Exercise: Copy out, unchanged, every line from the start of the records to the line that contains "phrase -- white van", and stop there.

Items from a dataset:
◇ ◇ ◇ ◇ ◇ ◇ ◇
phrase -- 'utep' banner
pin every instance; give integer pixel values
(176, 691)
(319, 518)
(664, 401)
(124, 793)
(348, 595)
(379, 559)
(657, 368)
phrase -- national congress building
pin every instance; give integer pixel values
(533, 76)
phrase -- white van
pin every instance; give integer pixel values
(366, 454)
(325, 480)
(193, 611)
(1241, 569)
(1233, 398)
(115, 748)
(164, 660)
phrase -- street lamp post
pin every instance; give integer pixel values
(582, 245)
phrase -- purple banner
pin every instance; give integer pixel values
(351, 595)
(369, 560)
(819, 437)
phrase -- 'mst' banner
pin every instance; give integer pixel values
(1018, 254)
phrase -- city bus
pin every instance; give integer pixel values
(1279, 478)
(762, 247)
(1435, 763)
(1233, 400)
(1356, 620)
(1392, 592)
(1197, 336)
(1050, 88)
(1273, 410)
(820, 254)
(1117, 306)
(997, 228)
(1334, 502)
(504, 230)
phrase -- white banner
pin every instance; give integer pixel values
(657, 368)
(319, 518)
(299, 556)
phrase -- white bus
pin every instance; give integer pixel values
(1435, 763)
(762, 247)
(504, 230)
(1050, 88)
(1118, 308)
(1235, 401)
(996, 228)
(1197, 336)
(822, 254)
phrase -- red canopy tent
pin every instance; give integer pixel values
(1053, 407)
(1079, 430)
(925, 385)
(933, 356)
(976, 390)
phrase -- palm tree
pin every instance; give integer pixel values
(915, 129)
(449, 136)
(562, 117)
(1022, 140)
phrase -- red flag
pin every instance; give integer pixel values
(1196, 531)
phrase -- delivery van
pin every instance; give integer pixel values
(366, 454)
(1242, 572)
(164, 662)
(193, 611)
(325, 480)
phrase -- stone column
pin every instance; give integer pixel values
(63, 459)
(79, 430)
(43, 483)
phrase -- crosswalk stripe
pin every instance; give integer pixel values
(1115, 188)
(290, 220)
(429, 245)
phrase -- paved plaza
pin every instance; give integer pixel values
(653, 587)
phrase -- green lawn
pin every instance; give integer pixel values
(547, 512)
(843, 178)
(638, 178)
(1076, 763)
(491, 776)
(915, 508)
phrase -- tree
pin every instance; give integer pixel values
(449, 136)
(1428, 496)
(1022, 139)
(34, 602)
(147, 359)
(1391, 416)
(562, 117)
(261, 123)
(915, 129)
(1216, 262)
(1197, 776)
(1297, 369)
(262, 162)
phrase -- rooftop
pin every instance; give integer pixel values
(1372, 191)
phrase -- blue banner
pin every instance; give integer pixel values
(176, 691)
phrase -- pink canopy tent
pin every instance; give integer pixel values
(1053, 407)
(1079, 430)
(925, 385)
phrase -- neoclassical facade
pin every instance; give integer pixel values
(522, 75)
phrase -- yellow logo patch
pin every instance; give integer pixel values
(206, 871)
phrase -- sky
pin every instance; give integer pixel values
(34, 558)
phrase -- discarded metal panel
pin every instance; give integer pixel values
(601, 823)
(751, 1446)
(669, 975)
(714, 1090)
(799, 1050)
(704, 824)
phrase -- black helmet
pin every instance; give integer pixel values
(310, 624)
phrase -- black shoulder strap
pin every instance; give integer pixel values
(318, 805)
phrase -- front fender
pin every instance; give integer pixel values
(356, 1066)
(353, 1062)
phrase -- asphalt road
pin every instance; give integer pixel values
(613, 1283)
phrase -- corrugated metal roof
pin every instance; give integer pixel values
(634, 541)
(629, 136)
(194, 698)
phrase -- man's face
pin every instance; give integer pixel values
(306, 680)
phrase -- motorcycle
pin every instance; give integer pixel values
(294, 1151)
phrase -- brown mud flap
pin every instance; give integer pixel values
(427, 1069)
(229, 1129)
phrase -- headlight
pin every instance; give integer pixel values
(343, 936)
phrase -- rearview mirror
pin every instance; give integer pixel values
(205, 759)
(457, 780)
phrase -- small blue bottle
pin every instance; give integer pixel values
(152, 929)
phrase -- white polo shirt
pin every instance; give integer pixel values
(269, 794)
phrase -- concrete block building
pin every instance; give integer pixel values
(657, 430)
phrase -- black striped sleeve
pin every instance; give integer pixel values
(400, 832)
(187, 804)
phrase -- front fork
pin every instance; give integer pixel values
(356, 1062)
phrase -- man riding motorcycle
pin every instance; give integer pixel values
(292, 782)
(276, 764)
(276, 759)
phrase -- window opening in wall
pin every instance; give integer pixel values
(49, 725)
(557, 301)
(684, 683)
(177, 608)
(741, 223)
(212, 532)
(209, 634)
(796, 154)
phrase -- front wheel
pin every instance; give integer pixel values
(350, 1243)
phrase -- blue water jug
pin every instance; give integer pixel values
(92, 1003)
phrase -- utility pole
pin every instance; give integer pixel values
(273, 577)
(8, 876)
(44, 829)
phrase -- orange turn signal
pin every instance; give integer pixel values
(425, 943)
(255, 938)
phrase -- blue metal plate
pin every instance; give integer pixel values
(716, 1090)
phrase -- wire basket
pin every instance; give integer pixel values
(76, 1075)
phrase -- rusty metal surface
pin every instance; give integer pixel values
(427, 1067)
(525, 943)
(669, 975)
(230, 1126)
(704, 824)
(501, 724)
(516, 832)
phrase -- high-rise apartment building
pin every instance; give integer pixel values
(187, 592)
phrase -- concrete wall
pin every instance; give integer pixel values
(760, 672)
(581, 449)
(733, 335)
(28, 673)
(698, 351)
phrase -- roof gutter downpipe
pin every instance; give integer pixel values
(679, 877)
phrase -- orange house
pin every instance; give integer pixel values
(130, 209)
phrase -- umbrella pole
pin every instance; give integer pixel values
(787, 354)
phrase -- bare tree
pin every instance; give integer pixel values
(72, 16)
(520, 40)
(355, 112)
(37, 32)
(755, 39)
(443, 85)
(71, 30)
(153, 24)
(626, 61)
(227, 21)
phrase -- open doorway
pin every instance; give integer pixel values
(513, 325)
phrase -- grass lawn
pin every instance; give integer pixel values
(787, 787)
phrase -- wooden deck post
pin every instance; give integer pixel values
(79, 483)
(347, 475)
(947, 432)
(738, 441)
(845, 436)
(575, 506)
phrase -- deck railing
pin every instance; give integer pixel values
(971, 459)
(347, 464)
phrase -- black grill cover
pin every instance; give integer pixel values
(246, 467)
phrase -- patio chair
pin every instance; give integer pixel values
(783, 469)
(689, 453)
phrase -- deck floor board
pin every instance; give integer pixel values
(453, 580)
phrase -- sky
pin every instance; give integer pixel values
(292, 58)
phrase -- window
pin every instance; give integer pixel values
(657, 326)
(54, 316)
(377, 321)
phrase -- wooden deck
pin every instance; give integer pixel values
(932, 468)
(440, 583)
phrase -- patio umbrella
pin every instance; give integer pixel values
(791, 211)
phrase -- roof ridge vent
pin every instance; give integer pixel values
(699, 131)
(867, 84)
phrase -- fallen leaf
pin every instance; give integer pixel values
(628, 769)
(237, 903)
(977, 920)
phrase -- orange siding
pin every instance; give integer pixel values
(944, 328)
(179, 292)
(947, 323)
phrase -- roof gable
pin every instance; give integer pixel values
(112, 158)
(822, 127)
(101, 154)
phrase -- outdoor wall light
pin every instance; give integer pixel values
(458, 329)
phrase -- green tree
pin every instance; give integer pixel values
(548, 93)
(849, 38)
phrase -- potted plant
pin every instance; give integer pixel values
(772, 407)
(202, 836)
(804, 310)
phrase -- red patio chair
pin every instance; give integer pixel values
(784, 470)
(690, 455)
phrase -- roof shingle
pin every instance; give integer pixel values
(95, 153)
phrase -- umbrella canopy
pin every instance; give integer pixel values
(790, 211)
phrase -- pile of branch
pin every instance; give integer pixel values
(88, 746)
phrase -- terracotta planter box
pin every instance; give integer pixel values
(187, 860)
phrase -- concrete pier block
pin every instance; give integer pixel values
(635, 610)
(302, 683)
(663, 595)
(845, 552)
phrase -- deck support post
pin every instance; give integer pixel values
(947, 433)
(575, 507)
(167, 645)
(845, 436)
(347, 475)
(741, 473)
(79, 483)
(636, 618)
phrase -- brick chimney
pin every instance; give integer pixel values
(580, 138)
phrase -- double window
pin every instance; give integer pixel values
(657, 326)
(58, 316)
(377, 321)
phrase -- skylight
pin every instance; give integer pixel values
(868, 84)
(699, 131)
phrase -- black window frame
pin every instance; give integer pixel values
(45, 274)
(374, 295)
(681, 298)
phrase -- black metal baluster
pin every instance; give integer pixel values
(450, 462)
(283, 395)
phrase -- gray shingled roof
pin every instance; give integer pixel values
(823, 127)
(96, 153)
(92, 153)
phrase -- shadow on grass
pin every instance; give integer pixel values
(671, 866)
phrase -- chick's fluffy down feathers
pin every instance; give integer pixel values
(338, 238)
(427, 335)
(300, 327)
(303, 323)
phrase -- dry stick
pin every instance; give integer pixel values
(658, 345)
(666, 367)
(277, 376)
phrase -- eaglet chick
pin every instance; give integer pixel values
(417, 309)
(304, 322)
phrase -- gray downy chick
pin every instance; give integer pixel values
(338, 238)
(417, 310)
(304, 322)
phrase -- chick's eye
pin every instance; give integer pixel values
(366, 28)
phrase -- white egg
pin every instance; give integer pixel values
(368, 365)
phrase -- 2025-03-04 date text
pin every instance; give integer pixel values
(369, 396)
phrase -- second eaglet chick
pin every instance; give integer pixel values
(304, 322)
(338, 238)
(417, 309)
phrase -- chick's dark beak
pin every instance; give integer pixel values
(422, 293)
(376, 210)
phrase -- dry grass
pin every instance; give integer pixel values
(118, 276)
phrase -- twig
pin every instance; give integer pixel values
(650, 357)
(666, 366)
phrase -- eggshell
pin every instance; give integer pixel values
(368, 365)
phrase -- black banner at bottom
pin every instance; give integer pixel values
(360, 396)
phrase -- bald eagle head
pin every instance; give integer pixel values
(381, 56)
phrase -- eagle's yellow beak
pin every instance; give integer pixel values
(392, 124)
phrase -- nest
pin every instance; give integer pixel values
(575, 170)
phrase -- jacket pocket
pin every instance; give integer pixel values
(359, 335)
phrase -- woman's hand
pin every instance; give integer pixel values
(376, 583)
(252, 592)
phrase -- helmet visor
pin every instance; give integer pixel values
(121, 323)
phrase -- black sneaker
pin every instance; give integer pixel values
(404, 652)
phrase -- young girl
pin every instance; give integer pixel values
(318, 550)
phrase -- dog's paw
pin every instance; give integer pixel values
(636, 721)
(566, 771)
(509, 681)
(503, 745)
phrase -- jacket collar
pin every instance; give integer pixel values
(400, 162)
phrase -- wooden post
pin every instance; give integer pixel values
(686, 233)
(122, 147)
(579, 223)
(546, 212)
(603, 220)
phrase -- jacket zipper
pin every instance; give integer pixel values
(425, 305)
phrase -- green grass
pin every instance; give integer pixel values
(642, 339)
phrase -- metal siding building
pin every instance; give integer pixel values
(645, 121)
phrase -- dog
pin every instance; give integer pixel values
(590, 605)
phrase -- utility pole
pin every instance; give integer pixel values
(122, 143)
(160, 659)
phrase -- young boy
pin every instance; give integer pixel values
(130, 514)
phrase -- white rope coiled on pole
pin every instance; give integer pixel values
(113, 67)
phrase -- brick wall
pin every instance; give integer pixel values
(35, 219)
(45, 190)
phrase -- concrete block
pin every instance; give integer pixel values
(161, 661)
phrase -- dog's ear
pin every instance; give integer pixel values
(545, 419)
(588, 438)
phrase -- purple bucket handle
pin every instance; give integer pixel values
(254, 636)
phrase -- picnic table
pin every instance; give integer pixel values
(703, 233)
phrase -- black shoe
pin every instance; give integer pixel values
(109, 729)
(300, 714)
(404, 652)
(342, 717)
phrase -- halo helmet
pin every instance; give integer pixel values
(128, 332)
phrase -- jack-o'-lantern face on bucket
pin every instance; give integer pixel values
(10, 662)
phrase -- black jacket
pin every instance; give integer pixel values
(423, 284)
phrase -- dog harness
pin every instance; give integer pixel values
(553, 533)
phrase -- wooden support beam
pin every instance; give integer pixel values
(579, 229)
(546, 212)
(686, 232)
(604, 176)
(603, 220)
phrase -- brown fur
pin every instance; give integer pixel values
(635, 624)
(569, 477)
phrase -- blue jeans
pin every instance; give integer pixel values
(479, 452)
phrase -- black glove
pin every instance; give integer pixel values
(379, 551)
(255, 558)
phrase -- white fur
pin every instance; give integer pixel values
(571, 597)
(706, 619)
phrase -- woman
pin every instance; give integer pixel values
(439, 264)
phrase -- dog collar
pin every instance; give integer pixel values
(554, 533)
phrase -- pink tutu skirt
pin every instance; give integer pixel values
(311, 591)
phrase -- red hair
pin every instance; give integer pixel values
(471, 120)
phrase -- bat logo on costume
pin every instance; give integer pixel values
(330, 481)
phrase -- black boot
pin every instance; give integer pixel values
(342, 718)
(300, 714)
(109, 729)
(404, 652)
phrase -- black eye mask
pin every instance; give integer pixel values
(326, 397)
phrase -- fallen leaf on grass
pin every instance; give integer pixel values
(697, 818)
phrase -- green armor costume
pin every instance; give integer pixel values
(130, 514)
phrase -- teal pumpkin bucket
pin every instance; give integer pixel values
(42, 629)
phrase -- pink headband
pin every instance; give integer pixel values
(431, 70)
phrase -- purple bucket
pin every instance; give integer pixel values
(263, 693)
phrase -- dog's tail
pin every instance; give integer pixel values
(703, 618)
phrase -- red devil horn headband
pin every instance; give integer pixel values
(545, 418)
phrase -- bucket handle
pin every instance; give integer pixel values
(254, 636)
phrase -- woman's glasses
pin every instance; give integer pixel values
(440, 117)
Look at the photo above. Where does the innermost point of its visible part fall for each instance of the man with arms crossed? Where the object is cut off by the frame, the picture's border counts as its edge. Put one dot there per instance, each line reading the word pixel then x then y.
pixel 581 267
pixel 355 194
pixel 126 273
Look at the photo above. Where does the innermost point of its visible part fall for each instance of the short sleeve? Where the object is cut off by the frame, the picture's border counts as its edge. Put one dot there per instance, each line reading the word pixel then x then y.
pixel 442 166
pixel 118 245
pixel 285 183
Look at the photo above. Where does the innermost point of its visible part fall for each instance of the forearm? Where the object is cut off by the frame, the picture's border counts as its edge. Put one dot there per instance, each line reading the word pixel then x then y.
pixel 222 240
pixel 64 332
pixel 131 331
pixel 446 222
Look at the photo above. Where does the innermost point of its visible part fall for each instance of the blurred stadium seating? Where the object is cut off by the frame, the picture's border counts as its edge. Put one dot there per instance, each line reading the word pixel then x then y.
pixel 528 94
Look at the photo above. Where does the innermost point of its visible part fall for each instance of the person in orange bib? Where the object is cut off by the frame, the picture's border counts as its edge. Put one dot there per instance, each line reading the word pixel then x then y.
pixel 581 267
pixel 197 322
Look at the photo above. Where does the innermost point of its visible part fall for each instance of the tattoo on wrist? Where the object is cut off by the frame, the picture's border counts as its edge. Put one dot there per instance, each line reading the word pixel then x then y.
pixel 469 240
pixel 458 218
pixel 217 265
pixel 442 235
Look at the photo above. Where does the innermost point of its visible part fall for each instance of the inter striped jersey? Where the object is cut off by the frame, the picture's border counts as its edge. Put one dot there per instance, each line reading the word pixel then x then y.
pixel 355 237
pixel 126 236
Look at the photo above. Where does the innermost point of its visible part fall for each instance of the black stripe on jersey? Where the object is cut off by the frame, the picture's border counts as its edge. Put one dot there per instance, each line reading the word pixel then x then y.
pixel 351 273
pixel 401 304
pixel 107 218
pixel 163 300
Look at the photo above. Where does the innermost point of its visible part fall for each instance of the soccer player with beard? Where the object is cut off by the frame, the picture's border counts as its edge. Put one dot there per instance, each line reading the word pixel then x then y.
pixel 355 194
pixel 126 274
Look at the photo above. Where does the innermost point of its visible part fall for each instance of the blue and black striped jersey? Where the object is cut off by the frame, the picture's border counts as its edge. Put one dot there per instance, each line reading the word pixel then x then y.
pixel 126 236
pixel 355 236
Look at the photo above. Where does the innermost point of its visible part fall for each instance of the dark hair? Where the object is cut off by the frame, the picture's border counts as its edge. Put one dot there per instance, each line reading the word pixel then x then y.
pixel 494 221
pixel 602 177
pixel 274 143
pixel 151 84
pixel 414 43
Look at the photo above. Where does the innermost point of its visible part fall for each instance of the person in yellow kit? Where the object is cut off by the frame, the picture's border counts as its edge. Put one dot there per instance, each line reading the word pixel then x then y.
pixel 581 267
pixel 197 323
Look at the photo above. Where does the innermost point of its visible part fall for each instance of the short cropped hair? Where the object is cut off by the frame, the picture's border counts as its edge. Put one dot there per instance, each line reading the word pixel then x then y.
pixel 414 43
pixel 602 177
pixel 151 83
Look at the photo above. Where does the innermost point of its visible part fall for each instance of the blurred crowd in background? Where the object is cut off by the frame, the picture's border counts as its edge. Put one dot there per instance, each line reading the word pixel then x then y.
◇ ◇ ◇ ◇ ◇ ◇ ◇
Response area:
phrase -- 'utep' banner
pin every instance; give integer pixel values
(176, 691)
(319, 518)
(664, 401)
(124, 793)
(348, 595)
(379, 559)
(657, 368)
phrase -- national congress building
pin every instance; give integer pixel values
(533, 76)
phrase -- white van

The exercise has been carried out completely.